[Selected excerpt]
— start —

Tokyo has an incredible ability to be able to re-imagine itself (credit: Getty Images)
But apart from playing host to huge sporting events, the modern history of the city has been punctuated by cataclysmic events – two in particular – that saw Tokyo having to undergo far-reaching reconstruction on a massive scale.
A devastating natural disaster
On September 1 1923, Tokyo and Japan’s second most populous city, Yokohama, were hit by the Great Kantō Earthquake leaving roughly 140,000 people dead or missing. In Tokyo about 45% of the urban area was devastated by both the tremor and the widespread fires that followed in its wake.
The spread of the destruction reflected the historical spatial structure of the city: the fires were most damaging and deadly in the densely built-up eastern part of Tokyo, the so-called "low city" or Shitamachi, where most commoners had lived during the feudal period.
Asakusa in the Shitamachi area of Tokyo was badly damaged during the Great Kanto Earthquake of 1923 (credit: Ullstein Bild/Getty Images)
On the other hand, the greener and less densely populated former residential districts of the samurai in the hilly western part – the so-called "high city" or Yamanote area – escaped the disaster mostly unscathed. From this, urban planners learned that large urban green spaces like Ueno Park served as an important firebreak and as temporary shelters for those who had lost their homes.
In his book The Great Kantō Earthquake and the Chimera of National Reconstruction in Japan, historian Charles Schencking examines how the former colonial official Gotō Shinpei took charge of the reconstruction effort and swiftly proposed a grandiose and expensive scheme that was soon known as the “800 Million Yen Plan”.
Entire districts were completely destroyed during the Great Kanto Earthquake (credit: Ullstein Bild/Getty Images)
Gotō and those in favour of far-reaching reforms saw the earthquake as a “golden opportunity” to rebuild a truly modern Tokyo. But they underestimated the complex political realities. The plans were gradually pared back due to resistance from the political elites with competing visions and from a populace hoping to quickly return to pre-quake normality.
Despite a severely curtailed budget and resistance from local residents, the six-year reconstruction project successfully modernised the central part of Tokyo. A rational street system with sidewalks was established as well as the construction of modern bridges, small town squares, fire-proof schools, public housing, and three prominent public parks – all in places where little open space had previously existed.

— end —

[Challenges]
A) According to the passage on Tokyo's rebuilding, roughly how many people were left dead or missing by the Great Kantō Earthquake?
B) Write the next part of the passage on Tokyo's rebuilding, picking up after its final sentence.

A run of records:

— start —

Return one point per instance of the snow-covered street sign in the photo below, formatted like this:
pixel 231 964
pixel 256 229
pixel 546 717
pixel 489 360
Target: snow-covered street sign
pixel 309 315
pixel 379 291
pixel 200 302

— end —

[Answer set]
A) Roughly 140,000 people.

B)
Within a single lifetime the metropolis of Tokyo has been completely remade not just once but several times
The recovery was, however, short-lived.
A profound event
Only 15 years later, in March 1945, vast parts of Tokyo were devastated once again – this time by the incendiary bombing of American B-29 bombers.
In the documentary Fog of War we get a chilling account of how the destruction of Japanese cities – mostly comprised of wooden buildings – in World War Two was systematically and elaborately planned. In 1923, the government could focus all recovery effort on the capital but this time nearly all of the country’s major cities lay in ruins. 51% of Tokyo was burnt to the ground as well as 58% of Yokohama, 40% of Nagoya and 99% of Toyama, among others.
Tokyo was in ruins once again after strategic bomb attacks on the city during World Was Two (credit: Galerie Bilderwelt/Getty Images)
Once again ambitious plans to rebuild Tokyo were made which would remedy the lack of green space and a modern, comprehensive infrastructure system. For example, 10% of the urban areas were to be allocated to parks, and 100-metre wide boulevards with extensive promenades and linear parks would subdivide the city in clusters of 300,000 residents each. An ambitious land readjustment project sought to reorder almost all parts of Tokyo outside of the area that was rebuilt after the 1923 earthquake.
Within a single lifetime the metropolis of Tokyo has been completely remade not just once but several times. Yoshie Sakamoto, a retired journalist and documentary film producer, now 82 years old, still vividly recollects “I can clearly see the family strolling in Tokyo’s elegant Ginza shopping district on a sunny Sunday afternoon, shortly before my father was commanded to the front line in WW2 . In March 1945, I witnessed then how the Tokyo of my childhood memories went up in flames during the bombing nights.”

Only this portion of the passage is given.